[[ Record excerpts open ]]
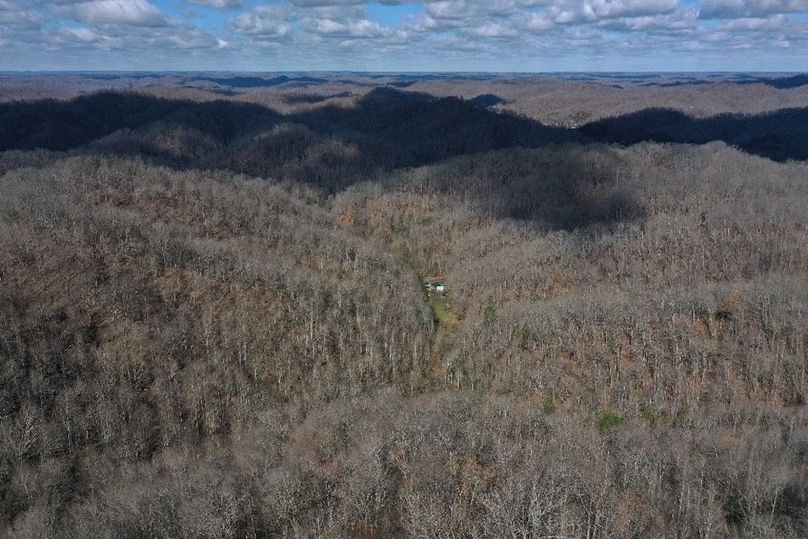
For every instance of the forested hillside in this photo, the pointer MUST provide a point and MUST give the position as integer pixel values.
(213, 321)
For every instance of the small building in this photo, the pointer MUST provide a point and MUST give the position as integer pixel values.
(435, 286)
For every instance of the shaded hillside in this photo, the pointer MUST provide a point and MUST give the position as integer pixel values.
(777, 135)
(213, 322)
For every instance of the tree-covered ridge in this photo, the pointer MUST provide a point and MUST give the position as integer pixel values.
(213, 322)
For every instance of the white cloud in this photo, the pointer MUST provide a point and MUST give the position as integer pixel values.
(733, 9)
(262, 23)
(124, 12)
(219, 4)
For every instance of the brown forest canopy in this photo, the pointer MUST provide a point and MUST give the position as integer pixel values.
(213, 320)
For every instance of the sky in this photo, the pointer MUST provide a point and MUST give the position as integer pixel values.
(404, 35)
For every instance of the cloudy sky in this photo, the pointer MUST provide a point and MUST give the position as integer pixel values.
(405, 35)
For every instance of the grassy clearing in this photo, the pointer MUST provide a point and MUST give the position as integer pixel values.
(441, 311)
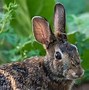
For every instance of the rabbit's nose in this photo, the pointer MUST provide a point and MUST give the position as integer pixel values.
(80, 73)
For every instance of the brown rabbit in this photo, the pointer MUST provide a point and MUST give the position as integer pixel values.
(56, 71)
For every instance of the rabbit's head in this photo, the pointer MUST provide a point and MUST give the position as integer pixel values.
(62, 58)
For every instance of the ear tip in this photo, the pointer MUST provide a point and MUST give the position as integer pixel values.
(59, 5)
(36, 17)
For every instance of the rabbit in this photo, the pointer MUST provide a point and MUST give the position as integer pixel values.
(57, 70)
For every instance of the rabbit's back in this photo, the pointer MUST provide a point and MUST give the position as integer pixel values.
[[ Record excerpts closed ]]
Exercise aim :: Give the entries above again, exactly as written and free of images.

Response below ::
For every instance of the forested hillside in this photo, the pointer MUST provide a point and MUST give the position as integer pixel values.
(213, 321)
For every instance of the small building in this photo, the pointer MUST provide a point and MUST give the position as integer pixel values.
(435, 286)
For every instance of the shaded hillside in this photo, the pointer MUST provide a point and MUST give the position as integer pixel values.
(777, 135)
(213, 322)
For every instance of the tree-covered ridge in this photo, the pointer MUST provide a point and MUST give the position as integer pixel values.
(213, 322)
For every instance of the white cloud in this photo, the pointer MUST provide a point and MUST give the position as integer pixel values.
(733, 9)
(262, 23)
(124, 12)
(219, 4)
For every instance of the brown forest canopy in this photo, the pointer MUST provide a point and MUST give the position as integer pixel values.
(213, 320)
For every instance of the sky in this photo, the pointer MUST provide a point and MUST give the position as integer pixel values.
(404, 35)
For every instance of the cloudy sky in this photo, the pointer MUST provide a point and MUST give the position as integer pixel values.
(405, 35)
For every instance of the grassy clearing in this photo, the pointer MUST provide a point and MUST give the position as integer pixel values.
(441, 311)
For every instance of the rabbit's nose in this photo, the pointer MUST provide a point and MUST give the position as integer pixel values.
(80, 73)
For every instance of the brown rabbit in this photo, the pointer MUST provide a point and MUST give the position as integer pixel values.
(56, 71)
For every instance of the rabbit's head in this photo, the pointer MUST provide a point and MUST give the position as integer pixel values.
(62, 58)
For every instance of the ear tip in this photo, the pointer MUST provide a point and MUST give the position as integer pixel values.
(59, 5)
(36, 17)
For every instance of the rabbit in this photo, the pointer MUST provide a point and MUST give the position as integer pixel values.
(57, 70)
For every instance of the rabbit's back in this photo, the pointer MUST provide a point and MUST give the position as integer pixel values.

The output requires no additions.